━━━━━ PAGE ━━━━━

Supernatural is my one exception to the "no awful television" rule, because it's in the unique position of being simultaneously terrible and brilliant. Its attitude to women (or anyone who isn't a straight white man) is atrocious, its episodic storylines are quite often shitty or ridiculous to the point of offensiveness, and it relies heavily on a very formulaic storyline cycle -- although as I'll explain later, its formulaic nature is actually one of its greatest strengths. But somehow, two years after abandoning it at the season 6 finale ("CASTIEL DID WHAT!?") I found myself crawling back to this godawful show, masochistically enthralled once again. 23 episodes in less than a month, you guys. Twenty-three episodes.
"So, after watching three seasons of Supernatural in three months, do you feel any different?" "Well, now I hate and distrust all women..."For the past few weeks I've been watching and live-tweeting season 7, mostly to responses like "Why are you doing this to yourself?" and "You sound like an alcoholic falling off the wagon." Well, at least I'm not alone in that regard. Over the years I've seen plenty of people do exactly the same thing: drop Supernatural, only to succumb to its dubious charms after months or years away. My condolences, friends. I've often noticed it being referred to as the unpleasant ex-boyfriend of fandom: you know it's terrible and will end up hurting you all over again, but you just can't help yourself. This is the kind of gallows humour that bubbles to the top of your brain after watching 23 consecutive episodes of Sam and Dean repeating the same conversation over and over again, defeating yet another an implausible villain with some kind of maguffin device, and violently murdering several evil sexy women. So, why the hell did I put myself through it all over again? Why do any of us do it?
— Hello, Tailor (@Hello_Tailor) January 19, 2014
- The main characters' father-figure dying, becoming a ghost, and then haunting a hip flask. (And eventually going on to possess the body of a motel maid.)
- The main antagonists being an evil corporate network of flesh-eating monsters who can only be killed using borax (!!!), and who plan to take over the USA by using modified high-fructose corn syrup to turn everyone into zombies.

━━━━━

* REQUIREMENTS:
(1) Answer these from the Supernatural post:
(a) At what point did the writer abandon the show two years earlier?
(b) What season has the writer been watching and live-tweeting for the past few weeks?
(c) What substance is the only thing that can kill the evil corporate network's flesh-eating monsters?
(2) Copy the Supernatural post from "Supernatural is my" to "guys. Twenty-three episodes.", and replace "godawful" with "dreadful".

━━━━━ RECORDS SHOWN ━━━━━

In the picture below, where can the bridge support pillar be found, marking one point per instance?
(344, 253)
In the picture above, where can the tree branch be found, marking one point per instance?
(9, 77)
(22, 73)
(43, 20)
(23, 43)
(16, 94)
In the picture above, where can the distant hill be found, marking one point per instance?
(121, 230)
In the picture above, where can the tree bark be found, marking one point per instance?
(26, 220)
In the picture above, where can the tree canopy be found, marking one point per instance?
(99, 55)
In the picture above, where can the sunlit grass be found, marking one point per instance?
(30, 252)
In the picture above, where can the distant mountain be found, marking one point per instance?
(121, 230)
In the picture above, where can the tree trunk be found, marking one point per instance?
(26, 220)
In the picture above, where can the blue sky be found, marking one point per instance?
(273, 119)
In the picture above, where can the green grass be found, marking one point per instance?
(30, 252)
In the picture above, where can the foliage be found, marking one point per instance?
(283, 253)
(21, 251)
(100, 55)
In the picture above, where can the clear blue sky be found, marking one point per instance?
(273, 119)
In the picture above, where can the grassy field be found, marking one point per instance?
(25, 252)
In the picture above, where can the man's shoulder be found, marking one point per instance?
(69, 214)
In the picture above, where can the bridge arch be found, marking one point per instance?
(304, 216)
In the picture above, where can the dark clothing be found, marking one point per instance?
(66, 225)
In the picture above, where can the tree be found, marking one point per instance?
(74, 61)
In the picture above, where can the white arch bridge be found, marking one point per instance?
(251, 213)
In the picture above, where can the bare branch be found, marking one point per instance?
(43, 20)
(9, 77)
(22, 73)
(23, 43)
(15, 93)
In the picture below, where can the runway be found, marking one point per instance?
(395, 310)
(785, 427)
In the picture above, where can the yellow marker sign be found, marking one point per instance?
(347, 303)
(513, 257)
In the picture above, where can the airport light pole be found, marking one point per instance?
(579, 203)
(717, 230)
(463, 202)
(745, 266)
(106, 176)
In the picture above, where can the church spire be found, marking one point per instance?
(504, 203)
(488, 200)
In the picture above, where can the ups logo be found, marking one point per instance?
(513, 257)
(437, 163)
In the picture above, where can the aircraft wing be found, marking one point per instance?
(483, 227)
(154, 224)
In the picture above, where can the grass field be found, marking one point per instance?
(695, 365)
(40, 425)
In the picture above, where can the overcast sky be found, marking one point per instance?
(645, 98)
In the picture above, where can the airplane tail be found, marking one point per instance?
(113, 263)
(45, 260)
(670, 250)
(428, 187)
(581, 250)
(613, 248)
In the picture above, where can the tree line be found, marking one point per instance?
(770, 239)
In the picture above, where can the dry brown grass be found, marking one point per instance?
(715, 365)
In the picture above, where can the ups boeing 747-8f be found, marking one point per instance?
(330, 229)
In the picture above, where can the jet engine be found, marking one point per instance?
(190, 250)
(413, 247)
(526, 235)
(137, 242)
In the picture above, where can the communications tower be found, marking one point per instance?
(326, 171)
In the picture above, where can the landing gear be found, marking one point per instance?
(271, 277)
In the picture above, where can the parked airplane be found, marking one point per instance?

━━━━━

* TASK RESULTS:
(1)
(a) At the season 6 finale.
(b) Season 7.
(c) Borax.

(2)
Supernatural is my one exception to the "no awful television" rule, because it's in the unique position of being simultaneously terrible and brilliant. Its attitude to women (or anyone who isn't a straight white man) is atrocious, its episodic storylines are quite often shitty or ridiculous to the point of offensiveness, and it relies heavily on a very formulaic storyline cycle -- although as I'll explain later, its formulaic nature is actually one of its greatest strengths. But somehow, two years after abandoning it at the season 6 finale ("CASTIEL DID WHAT!?") I found myself crawling back to this dreadful show, masochistically enthralled once again. 23 episodes in less than a month, you guys. Twenty-three episodes.